#### What you have to do
Rewrite all of the data below, putting "whole-number pixel coordinates" in place of "integer pixel values" every time it appears and changing nothing else. Leave the pictures out of your answer.
>> begin
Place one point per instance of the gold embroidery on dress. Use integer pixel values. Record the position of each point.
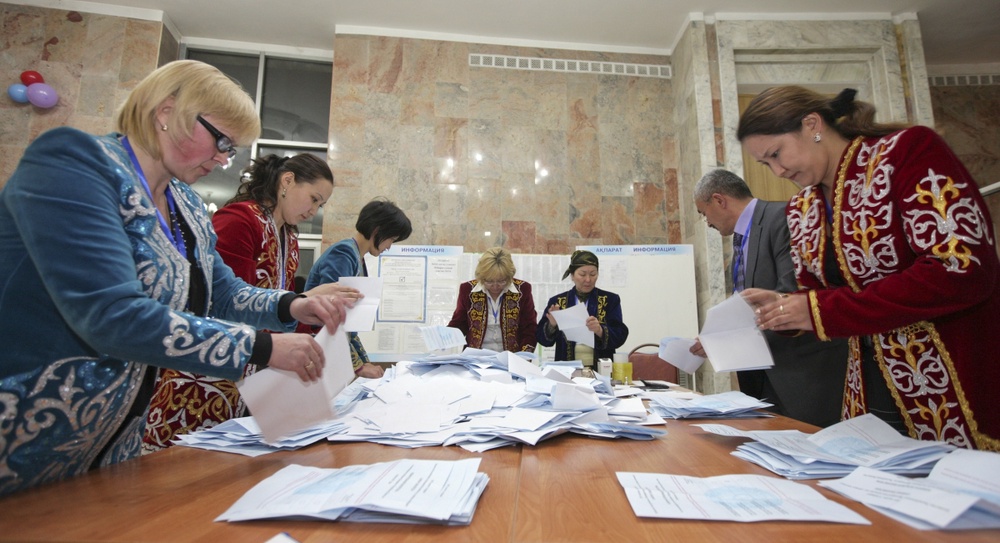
(838, 201)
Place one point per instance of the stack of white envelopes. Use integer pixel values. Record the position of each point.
(836, 451)
(725, 405)
(447, 494)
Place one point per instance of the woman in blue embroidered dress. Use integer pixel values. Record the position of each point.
(380, 224)
(108, 267)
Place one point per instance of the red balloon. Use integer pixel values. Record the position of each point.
(30, 76)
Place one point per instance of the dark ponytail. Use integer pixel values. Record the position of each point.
(261, 179)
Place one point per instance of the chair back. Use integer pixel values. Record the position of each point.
(650, 365)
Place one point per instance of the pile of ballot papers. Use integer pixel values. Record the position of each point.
(477, 399)
(962, 492)
(447, 494)
(480, 400)
(729, 405)
(739, 498)
(836, 451)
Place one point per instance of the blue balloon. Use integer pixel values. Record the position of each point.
(18, 93)
(42, 95)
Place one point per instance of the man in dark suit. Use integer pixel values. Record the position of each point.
(807, 380)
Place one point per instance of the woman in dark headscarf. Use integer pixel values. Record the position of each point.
(604, 308)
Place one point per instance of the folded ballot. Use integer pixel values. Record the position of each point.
(447, 494)
(739, 498)
(729, 405)
(962, 492)
(836, 451)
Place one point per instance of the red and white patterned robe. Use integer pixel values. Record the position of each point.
(914, 241)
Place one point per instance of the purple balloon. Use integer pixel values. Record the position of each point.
(42, 95)
(18, 93)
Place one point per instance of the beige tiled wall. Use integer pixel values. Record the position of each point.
(462, 149)
(92, 61)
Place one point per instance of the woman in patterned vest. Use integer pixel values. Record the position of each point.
(496, 311)
(893, 248)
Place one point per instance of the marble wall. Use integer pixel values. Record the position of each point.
(541, 161)
(92, 61)
(968, 118)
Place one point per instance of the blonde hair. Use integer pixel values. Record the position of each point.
(496, 264)
(197, 89)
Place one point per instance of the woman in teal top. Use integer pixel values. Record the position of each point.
(379, 225)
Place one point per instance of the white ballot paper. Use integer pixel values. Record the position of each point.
(962, 492)
(438, 338)
(283, 404)
(402, 491)
(361, 317)
(677, 351)
(731, 338)
(740, 498)
(572, 322)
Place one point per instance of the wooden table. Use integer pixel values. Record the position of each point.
(564, 489)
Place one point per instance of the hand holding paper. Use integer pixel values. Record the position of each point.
(361, 317)
(572, 321)
(283, 404)
(731, 338)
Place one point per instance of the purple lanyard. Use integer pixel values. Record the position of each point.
(494, 312)
(175, 236)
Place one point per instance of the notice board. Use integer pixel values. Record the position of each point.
(420, 287)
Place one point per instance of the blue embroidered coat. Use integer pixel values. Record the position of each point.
(92, 292)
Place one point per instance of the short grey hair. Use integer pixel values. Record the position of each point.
(723, 182)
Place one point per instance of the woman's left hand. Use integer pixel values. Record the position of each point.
(779, 311)
(329, 311)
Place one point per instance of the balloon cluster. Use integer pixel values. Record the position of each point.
(33, 88)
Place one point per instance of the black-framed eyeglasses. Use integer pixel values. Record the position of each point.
(222, 141)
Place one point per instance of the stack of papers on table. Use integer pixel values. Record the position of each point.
(961, 493)
(728, 405)
(836, 451)
(243, 436)
(741, 498)
(480, 400)
(447, 493)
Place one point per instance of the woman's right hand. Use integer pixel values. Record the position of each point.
(299, 353)
(349, 294)
(552, 320)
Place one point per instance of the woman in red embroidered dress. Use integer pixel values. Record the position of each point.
(496, 311)
(258, 239)
(893, 247)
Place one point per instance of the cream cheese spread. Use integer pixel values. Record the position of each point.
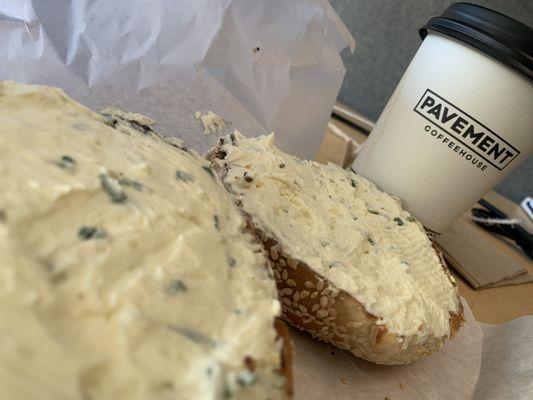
(346, 230)
(124, 272)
>> end
#### Worked solution
Place one point per instance of the gold embroidery on dress. Use whole-number pixel coordinates. Record the position of each point.
(838, 201)
Place one point per instance of the stack of white envelopes. Use whole-number pixel coordinates. Record the position of each point.
(836, 451)
(725, 405)
(447, 494)
Place one point per instance of the woman in blue embroidered dress. Use whole-number pixel coordinates. Record the position of each point.
(380, 224)
(108, 267)
Place one point per instance of the red balloon. Use whole-number pixel coordinates. Record the position of each point.
(30, 76)
Place one point per instance of the dark ponytail. Use whole-number pixel coordinates. Record the position of each point.
(261, 179)
Place one point per instance of the chair back. Use whole-number pixel coordinates. Record the position of each point.
(650, 365)
Place one point per instance of the pile of ballot papers. Use whole-number pixel coordinates. Record the position of each point.
(477, 399)
(962, 492)
(447, 494)
(480, 400)
(729, 405)
(739, 498)
(836, 451)
Place one point per instance of the blue balloon. Use whole-number pixel coordinates. Record the position of each point.
(18, 93)
(42, 95)
Place one point per instance of the man in dark suit. Use whole-number pixel coordinates. Record the position of each point.
(807, 380)
Place one point per instance of the woman in dark headscarf. Use whole-number pixel coordinates. Record the position of each point.
(604, 308)
Place one point per instance of the folded ballot. Use whole-number pixel coordinates. Record the position of each point.
(447, 494)
(739, 498)
(729, 405)
(962, 492)
(836, 451)
Place one point per instance of the red and white patterned robe. Use whole-number pixel coordinates. Record the position of each point.
(914, 241)
Place one point per instance of the purple balloon. Use whole-number pixel coordinates. Record the position of each point.
(42, 95)
(18, 93)
Place one point per instance of the beige tiled wall. Use whole-number pixel coordinates. Record the position of each point.
(462, 149)
(92, 61)
Place one point per instance of the woman in patterned vest. Use whole-number pixel coordinates. Record the position of each point.
(496, 311)
(893, 248)
Place one point per instance of the marble wall. Use whole-number pixel coordinates. Record the position of each point.
(541, 161)
(92, 61)
(968, 118)
Place one point per instance of the blonde hair. Use whole-number pixel coordinates. Record the position of each point.
(496, 264)
(197, 89)
Place one point per instance of the woman in teal top. Use whole-number pixel coordinates. Record the position of each point.
(379, 225)
Place one point per instance of the white ballot paper. Use whole-number pixel coordinates. Record the position of each point.
(962, 492)
(438, 338)
(283, 404)
(402, 491)
(361, 317)
(677, 351)
(731, 338)
(740, 498)
(572, 322)
Place one point per instance of the wooden table. Use whole-number pixel coordinates. Record the position of each point.
(564, 489)
Place one point per instance of the hand holding paper. Use whole-number pixel coordinates. Record the position of each point.
(361, 317)
(572, 321)
(283, 404)
(731, 338)
Place one point per instance of the purple lanyard. Use whole-number pixel coordinates. Record the position of each point.
(494, 312)
(175, 236)
Place one point per instance of the notice board. Use whole-number pixel coordinates. Record the position of each point.
(420, 287)
Place one point per instance of the blue embroidered coat. Use whole-number pixel coordinates. Record the position of each point.
(92, 292)
Place one point per instance of the short grey hair. Use whole-number pixel coordinates. Record the position of each point.
(723, 182)
Place one point per instance of the woman's left hand. Use whole-number pixel coordinates. Record the position of each point.
(779, 311)
(329, 311)
Place one point per instance of the balloon cluster. Use whole-number pixel coordinates. Record the position of each point.
(33, 88)
Place one point per instance of the black-framed eyeglasses. Use whole-number pixel coordinates. Record the position of each point.
(222, 141)
Place one point per instance of the stack of papers on table. Use whole-number pixel coordinates. Record the position of each point.
(961, 493)
(728, 405)
(836, 451)
(243, 436)
(741, 498)
(480, 400)
(447, 493)
Place one point per instance of the woman's right hand. Use whole-number pixel coordinates. Record the position of each point.
(299, 353)
(349, 294)
(552, 320)
Place one point per instance of the woman in red embroidered dress. Use whole-number pixel coordinates. Record the position of each point.
(496, 311)
(258, 239)
(893, 247)
Place one point per instance of the cream cheese spread. Use whole-number pixel coordinates. Record the position of each point.
(346, 230)
(124, 272)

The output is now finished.